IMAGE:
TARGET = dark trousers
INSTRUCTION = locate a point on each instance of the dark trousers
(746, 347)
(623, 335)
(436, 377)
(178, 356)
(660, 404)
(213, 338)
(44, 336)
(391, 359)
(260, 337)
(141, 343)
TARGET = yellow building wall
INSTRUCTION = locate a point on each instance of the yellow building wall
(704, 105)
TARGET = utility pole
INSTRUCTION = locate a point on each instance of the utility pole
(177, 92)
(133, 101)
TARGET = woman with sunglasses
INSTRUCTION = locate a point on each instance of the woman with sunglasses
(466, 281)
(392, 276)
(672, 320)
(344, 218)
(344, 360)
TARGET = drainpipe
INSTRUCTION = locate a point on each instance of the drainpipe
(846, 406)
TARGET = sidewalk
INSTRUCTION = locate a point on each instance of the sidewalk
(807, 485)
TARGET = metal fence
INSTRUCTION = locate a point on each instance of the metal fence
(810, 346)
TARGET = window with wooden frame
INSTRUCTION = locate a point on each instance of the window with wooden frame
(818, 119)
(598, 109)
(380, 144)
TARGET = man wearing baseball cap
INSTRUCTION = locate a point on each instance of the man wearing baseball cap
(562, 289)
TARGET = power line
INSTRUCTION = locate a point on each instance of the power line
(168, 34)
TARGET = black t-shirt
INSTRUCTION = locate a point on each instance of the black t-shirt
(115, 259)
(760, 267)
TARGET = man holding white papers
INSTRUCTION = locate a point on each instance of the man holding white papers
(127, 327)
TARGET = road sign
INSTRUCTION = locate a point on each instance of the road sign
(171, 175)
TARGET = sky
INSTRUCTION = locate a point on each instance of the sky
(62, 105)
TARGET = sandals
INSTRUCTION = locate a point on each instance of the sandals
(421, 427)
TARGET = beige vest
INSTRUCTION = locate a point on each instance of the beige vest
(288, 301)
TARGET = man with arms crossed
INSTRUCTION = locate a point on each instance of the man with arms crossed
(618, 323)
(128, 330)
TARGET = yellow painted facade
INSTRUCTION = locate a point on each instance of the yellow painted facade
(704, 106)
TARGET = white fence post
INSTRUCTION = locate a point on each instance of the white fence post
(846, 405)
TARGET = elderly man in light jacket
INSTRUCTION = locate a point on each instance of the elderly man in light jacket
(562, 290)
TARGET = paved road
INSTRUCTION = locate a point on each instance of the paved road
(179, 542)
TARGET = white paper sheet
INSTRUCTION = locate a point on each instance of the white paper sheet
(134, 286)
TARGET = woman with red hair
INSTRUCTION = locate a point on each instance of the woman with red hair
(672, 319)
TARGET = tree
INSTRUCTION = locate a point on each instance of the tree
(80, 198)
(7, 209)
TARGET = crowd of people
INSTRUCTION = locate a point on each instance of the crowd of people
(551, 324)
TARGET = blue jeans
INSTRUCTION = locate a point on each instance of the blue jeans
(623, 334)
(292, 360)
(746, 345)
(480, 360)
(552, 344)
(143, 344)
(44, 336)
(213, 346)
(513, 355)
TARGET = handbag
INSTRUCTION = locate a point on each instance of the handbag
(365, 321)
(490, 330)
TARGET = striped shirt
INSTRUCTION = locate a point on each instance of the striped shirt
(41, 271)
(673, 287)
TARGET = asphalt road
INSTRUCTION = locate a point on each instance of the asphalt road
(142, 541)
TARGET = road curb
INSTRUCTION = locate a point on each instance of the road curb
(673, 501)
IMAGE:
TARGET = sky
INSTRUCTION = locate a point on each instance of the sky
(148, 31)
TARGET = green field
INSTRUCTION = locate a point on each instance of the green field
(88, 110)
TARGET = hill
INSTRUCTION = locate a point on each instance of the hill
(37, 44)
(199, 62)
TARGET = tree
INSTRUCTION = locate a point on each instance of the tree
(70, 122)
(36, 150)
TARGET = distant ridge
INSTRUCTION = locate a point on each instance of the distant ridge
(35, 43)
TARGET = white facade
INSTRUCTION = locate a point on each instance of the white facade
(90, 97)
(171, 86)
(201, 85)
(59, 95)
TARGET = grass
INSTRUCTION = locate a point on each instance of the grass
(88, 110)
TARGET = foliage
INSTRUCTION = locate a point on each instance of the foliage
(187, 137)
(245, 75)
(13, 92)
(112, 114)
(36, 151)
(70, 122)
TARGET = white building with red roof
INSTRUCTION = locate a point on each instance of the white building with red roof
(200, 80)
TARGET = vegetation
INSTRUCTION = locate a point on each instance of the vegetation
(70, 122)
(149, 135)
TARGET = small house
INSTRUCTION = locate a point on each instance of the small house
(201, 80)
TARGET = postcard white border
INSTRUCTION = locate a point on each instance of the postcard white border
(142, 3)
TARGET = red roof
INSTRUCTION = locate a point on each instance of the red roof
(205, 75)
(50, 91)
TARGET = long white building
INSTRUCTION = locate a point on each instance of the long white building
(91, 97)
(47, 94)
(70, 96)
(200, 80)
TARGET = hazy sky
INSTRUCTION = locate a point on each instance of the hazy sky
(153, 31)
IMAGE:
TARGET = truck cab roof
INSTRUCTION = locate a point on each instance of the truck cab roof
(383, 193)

● ● ● ● ● ● ●

Only the lines from the top of the data through the line that contains "TARGET = utility pole" should be quoted, exactly as they stand.

IMAGE:
TARGET = dark trousers
INSTRUCTION = locate a point on each instance of the dark trousers
(746, 347)
(623, 335)
(436, 377)
(178, 356)
(660, 404)
(213, 338)
(44, 336)
(391, 359)
(260, 337)
(141, 343)
TARGET = yellow building wall
INSTRUCTION = locate a point on each instance of the yellow building wall
(704, 105)
TARGET = utility pole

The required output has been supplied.